• **What this task involves**
Can you extract each of the records below word for word, keeping every line unchanged and in its original order?

• **Materials provided**
-- start --

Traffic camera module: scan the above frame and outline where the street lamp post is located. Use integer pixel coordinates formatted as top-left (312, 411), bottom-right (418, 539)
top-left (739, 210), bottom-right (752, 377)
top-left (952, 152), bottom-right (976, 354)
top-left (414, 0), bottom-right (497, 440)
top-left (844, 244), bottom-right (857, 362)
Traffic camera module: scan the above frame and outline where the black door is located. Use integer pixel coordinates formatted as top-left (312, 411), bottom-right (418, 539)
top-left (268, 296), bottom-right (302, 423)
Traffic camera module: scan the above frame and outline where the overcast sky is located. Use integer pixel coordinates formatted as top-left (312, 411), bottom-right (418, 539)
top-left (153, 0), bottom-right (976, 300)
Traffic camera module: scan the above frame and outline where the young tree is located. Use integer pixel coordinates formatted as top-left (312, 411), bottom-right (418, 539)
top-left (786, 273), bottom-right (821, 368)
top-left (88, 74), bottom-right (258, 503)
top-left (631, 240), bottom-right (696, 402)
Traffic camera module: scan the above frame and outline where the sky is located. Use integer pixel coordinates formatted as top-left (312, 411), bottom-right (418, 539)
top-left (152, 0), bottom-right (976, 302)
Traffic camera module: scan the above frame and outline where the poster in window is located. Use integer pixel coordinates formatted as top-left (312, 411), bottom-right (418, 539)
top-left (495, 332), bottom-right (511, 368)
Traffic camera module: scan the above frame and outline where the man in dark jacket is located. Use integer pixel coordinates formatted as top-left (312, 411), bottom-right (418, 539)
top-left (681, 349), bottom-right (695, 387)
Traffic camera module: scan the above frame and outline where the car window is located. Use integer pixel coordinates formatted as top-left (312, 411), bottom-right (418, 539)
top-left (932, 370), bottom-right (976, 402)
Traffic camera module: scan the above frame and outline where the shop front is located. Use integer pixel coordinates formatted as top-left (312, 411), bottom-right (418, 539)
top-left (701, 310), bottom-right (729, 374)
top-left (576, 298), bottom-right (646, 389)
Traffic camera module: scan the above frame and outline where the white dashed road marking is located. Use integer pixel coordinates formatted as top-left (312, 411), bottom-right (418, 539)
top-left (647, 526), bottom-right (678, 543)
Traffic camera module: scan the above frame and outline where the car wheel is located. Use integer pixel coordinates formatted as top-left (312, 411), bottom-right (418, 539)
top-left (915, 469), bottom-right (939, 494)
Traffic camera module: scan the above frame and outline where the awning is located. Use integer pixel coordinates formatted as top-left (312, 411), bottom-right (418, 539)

-- end --

• **Exercise solution**
Traffic camera module: scan the above frame and outline where the street lamp post is located. Use integer pixel coordinates formatted as top-left (312, 411), bottom-right (418, 539)
top-left (739, 210), bottom-right (752, 377)
top-left (952, 152), bottom-right (976, 354)
top-left (414, 0), bottom-right (497, 440)
top-left (844, 244), bottom-right (857, 362)
Traffic camera module: scan the above frame and outline where the black door is located. Use integer pixel coordinates formatted as top-left (312, 411), bottom-right (418, 539)
top-left (268, 296), bottom-right (302, 423)
Traffic camera module: scan the above frame and outline where the overcast sky is located. Use integer pixel coordinates formatted as top-left (312, 411), bottom-right (418, 539)
top-left (153, 0), bottom-right (976, 300)
Traffic camera module: scan the above frame and outline where the young tree is located. Use integer pixel coordinates formatted as top-left (312, 411), bottom-right (418, 539)
top-left (786, 273), bottom-right (821, 368)
top-left (88, 74), bottom-right (258, 503)
top-left (631, 240), bottom-right (696, 402)
Traffic camera module: scan the above frame and outline where the sky is located. Use integer pixel coordinates formatted as top-left (312, 411), bottom-right (418, 539)
top-left (152, 0), bottom-right (976, 302)
Traffic camera module: scan the above frame and outline where the poster in window is located. Use integer pixel coordinates formatted as top-left (312, 411), bottom-right (418, 539)
top-left (495, 332), bottom-right (511, 368)
Traffic camera module: scan the above frame and outline where the man in dark jacket is located. Use integer pixel coordinates formatted as top-left (312, 411), bottom-right (418, 539)
top-left (681, 349), bottom-right (695, 387)
Traffic camera module: scan the above frame and outline where the car window is located. Use integer pixel coordinates formatted as top-left (312, 411), bottom-right (418, 539)
top-left (932, 370), bottom-right (976, 402)
Traffic camera module: scan the above frame and outline where the shop front is located. Use integer pixel coordinates formatted as top-left (312, 411), bottom-right (418, 539)
top-left (701, 310), bottom-right (729, 374)
top-left (576, 298), bottom-right (646, 389)
Traffic camera module: scan the above frame and outline where the white dashed road marking is located. Use integer pixel coordinates formatted as top-left (312, 411), bottom-right (418, 539)
top-left (647, 526), bottom-right (678, 543)
Traffic camera module: scan the above frame and outline where the car wheel is located. Use integer pixel coordinates formatted as top-left (312, 411), bottom-right (418, 539)
top-left (915, 469), bottom-right (939, 494)
Traffic camera module: scan the above frame and outline where the awning is located. Use integer pixel coordinates formatted as top-left (312, 411), bottom-right (418, 539)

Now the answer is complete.